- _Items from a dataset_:
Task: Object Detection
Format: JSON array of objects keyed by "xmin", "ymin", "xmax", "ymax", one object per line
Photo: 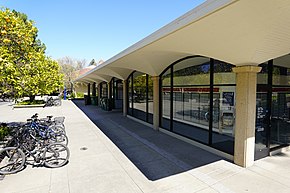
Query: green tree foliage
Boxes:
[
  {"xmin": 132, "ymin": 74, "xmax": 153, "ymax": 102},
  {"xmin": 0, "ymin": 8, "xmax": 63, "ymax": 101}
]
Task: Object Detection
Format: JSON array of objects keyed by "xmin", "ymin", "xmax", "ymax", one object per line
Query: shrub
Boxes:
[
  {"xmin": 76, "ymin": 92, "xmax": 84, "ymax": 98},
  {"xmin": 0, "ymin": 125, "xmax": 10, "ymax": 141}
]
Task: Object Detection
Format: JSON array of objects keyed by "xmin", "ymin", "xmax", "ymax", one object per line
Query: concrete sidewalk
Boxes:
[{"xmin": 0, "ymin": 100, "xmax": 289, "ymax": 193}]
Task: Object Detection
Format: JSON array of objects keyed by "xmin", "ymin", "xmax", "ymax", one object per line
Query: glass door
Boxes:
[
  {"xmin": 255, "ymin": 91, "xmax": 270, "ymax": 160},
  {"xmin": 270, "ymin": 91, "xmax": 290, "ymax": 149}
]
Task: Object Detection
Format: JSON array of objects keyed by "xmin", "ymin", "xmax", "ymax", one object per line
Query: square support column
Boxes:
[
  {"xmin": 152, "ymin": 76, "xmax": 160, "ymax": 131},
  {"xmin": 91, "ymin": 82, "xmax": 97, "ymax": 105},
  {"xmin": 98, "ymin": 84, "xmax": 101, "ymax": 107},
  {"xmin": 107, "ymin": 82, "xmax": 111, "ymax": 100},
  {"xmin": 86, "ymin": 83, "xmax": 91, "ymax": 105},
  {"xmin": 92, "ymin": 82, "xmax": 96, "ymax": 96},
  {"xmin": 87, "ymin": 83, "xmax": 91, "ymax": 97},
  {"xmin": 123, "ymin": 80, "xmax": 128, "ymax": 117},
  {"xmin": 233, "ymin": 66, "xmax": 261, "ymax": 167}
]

- _Description of the task_:
Copy each line above precisely, dropping the pictures.

- _Worked solution_:
Task: Object Detection
Format: JSON array of objects keyed by "xmin", "ymin", "xmax", "ymax", one object per line
Photo: 
Query: green tree foliage
Boxes:
[
  {"xmin": 132, "ymin": 74, "xmax": 153, "ymax": 102},
  {"xmin": 0, "ymin": 8, "xmax": 63, "ymax": 101}
]
Task: Object Detection
Format: JSON array of objects keyed by "xmin", "ymin", "xmax", "ymax", one object per line
Query: shrub
Boxes:
[
  {"xmin": 76, "ymin": 92, "xmax": 84, "ymax": 98},
  {"xmin": 0, "ymin": 125, "xmax": 10, "ymax": 141}
]
Task: Object Detection
Format: JSON array of objects keyed by "xmin", "ymin", "xmax", "ymax", one object per line
Query: concrete sidewalk
Boxes:
[{"xmin": 0, "ymin": 100, "xmax": 289, "ymax": 193}]
Task: Object Detection
Format: JSON array of objects keyed by "xmin", "ymin", "xmax", "ymax", one object per line
Query: glass door
Boxes:
[
  {"xmin": 255, "ymin": 91, "xmax": 270, "ymax": 160},
  {"xmin": 270, "ymin": 91, "xmax": 290, "ymax": 149}
]
Task: Object Detection
Format: JSON array of objects keyed by "xmin", "ymin", "xmax", "ymax", one object per line
Query: square support column
Boxes:
[
  {"xmin": 152, "ymin": 76, "xmax": 160, "ymax": 131},
  {"xmin": 91, "ymin": 82, "xmax": 97, "ymax": 105},
  {"xmin": 98, "ymin": 84, "xmax": 101, "ymax": 107},
  {"xmin": 107, "ymin": 82, "xmax": 111, "ymax": 100},
  {"xmin": 86, "ymin": 83, "xmax": 91, "ymax": 105},
  {"xmin": 92, "ymin": 82, "xmax": 96, "ymax": 96},
  {"xmin": 87, "ymin": 83, "xmax": 91, "ymax": 97},
  {"xmin": 123, "ymin": 80, "xmax": 128, "ymax": 117},
  {"xmin": 233, "ymin": 66, "xmax": 261, "ymax": 167}
]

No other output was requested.